• [PASSAGE PROVIDED]
------------

Due to incomplete linkage between the selectable marker gene and the point mutation creating the tomato-specific editing site, the two expected types of plastid transformants were obtained. DNA sequencing of PCR products generated with rps12-specific primers revealed that 10 out of 12 transformants carried only the aadA marker, but not the rps12 editing site. However, two transformants could be isolated that harbored also the point mutation in rps12, creating the tomato-specific editing site (lines Nt-pDK112–1B and Nt-pDK112–3B; Fig. 2).

Interestingly, when still being heteroplasmic, the transplastomic lines with the rps12 mutation showed evidence of active gene conversion and/or recombination between wild-type plastid genomes and transgenic genomes. This was discovered by direct sequencing of PCR products covering the rps12 gene. The sequencing revealed a mixed population of transgenic plastid genomes which all carried the aadA, but were heterogeneous with respect to the presence of the point mutation in rps12. Consequently, purification of these lines to homoplasmy and segregation of the two transgenic genome types allowed isolation of transplastomic lines with and without the rps12 mutation from one and the same primary transformed clone. For example, line Nt-pDK112–1B is homoplasmic for the tomato (editing site-containing) allele of rps12, whereas line Nt-pDK112–1A is homoplasmic for the tobacco rps12 allele lacking the editing site. Both lines stem from one and the same transformation event (primary transformant Nt-pDK112–1). Similarly, line Nt-pDK112–3B has the editing site and line Nt-pDK112–3A does not. Gene conversion between a transplastome with the aadA and the tomato editing site and a wild-type genome provides a likely explanation for obtaining these two transplastomic genome types and is in line with the earlier finding that gene conversion operates at high activity in plastids (Khakhlova and Bock 2006).

Analysis of tobacco plastid transformants carrying the tomato-specific rps12 editing site

As the rps12 exons 2 and 3 are part of an operon which is transcribed as a polycistronic mRNA, it was important to verify that neither insertion of the aadA selection marker nor the point mutation introduced into exon 2 affect transcription of the operon or stability of the rps12 mRNAs. We, therefore, comparatively analyzed accumulation of rps12 transcripts in wild-type and transplastomic tobacco lines (Fig. 2C). No significant difference was found in transcript pattern and mRNA accumulation levels between the wild type, the transplastomic lines only having the aadA marker and those additionally carrying the rps12 point mutation indicating that integration of the aadA and introduction of the editing site do not negatively affect synthesis or stability of rps12 transcripts.

------------

• [DATASET EXCERPTS]
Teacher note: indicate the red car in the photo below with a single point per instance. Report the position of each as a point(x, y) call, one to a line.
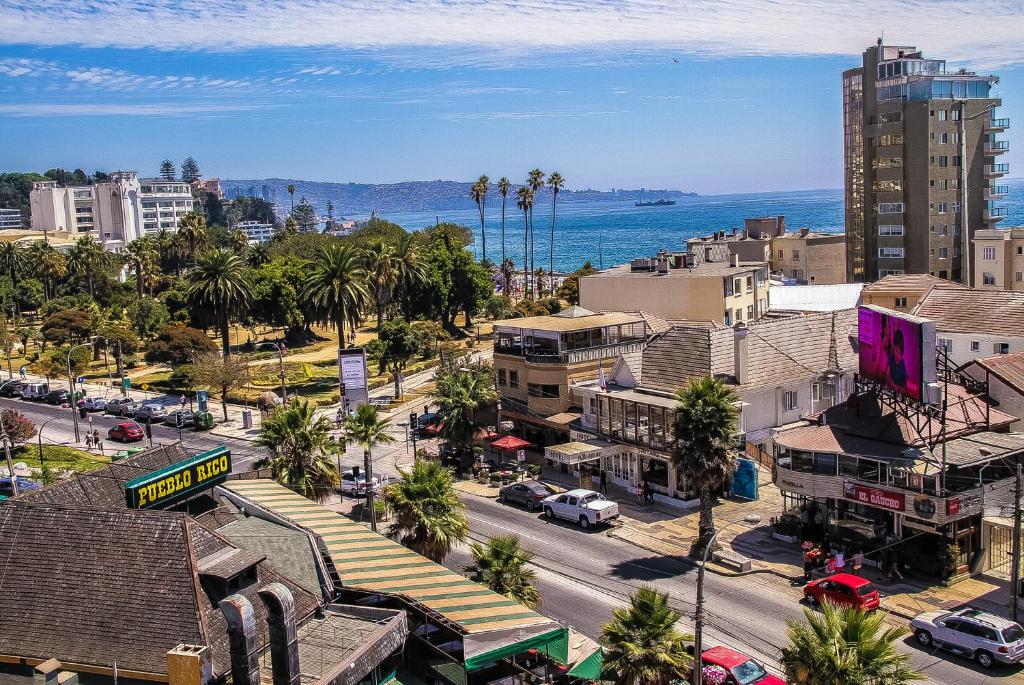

------------

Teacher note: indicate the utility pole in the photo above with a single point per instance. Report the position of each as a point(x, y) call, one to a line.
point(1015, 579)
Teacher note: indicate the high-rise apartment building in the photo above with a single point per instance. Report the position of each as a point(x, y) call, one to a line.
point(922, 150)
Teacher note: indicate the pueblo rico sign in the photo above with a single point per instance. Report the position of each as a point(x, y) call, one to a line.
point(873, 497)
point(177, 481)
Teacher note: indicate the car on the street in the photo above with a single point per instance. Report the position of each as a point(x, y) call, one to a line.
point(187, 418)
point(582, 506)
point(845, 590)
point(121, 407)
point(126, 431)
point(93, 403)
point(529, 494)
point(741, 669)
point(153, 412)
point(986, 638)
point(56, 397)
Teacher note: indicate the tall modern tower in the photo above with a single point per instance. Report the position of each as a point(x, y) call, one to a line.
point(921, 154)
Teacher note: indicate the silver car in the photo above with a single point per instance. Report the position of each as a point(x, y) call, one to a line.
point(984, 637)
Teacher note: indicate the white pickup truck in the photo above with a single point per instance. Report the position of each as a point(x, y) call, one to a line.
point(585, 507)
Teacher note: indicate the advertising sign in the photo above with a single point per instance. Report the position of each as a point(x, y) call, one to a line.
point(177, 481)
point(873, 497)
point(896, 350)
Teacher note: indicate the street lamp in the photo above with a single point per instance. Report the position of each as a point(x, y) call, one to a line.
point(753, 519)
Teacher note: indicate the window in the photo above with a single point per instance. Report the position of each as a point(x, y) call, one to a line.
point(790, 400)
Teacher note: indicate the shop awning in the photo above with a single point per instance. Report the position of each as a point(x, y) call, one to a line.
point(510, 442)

------------

• [COMPLETE THE FOLLOWING]
1. In the passage on tobacco plastid transformants, how many of the 12 transformants carried only the aadA marker and not the rps12 editing site?
2. List every line designation in the passage on tobacco plastid transformants that ends in the letter A or B.
3. Resume the passage on tobacco plastid transformants, starting after its last sentence.
The records are separate from the passage on tobacco plastid transformants.

• [ANSWERS TO THE TASKS]
1. Ten of the 12 transformants carried only the aadA marker.

2. Nt-pDK112–1B, Nt-pDK112–3B, Nt-pDK112–1A, Nt-pDK112–3A

3.
Homoplasmic transplastomic tobacco plants with the tomato editing site in rps12 displayed no discernable phenotype when grown in in vitro culture or under greenhouse conditions (Fig. 2B; data not shown). This tentatively suggested that either the tomato site can be edited in tobacco or the site remains unedited and this is functionally irrelevant in that the S12 protein can function with either serine or leucine in the amino acid position corresponding to the codon containing the editing site.

RNA editing of a tomato-specific editing site in transplastomic tobacco

We next wanted to determine whether the tomato rps12 editing site can be processed by the tobacco editing machinery. To this end, we synthesized cDNA and directly sequenced the amplified cDNA population. As a control, the corresponding DNA amplification products were also sequenced. Surprisingly, the tomato-specific RNA editing site turned out to be fully edited in transplastomic tobacco (Fig. 3), indicating that tobacco plants possess the capacity to edit this foreign site. This suggests that the site-specific trans-acting recognition factor required for rps12 editing is present in tobacco chloroplasts, even though the editing site does not exist in tobacco.

FIGURE 3.

Analysis of mRNA editing in transplastomic tobacco plants. rps12 DNA and cDNA sequences are shown for a transplastomic tobacco plant harboring the tomato-specific rps12 editing site (Nt-pDK112–1B) and a control transplastomic line containing only the aadA selectable marker gene, but the wild-type tobacco sequence in rps12 (Nt-pDK112–6A). The RNA editing site is marked by vertical arrows in all sequences. Note complete C-to-U conversion in the cDNA sequence of line Nt-pDK112–1B suggesting efficient recognition of the heterologous tomato-specific editing site in transplastomic tobacco plants.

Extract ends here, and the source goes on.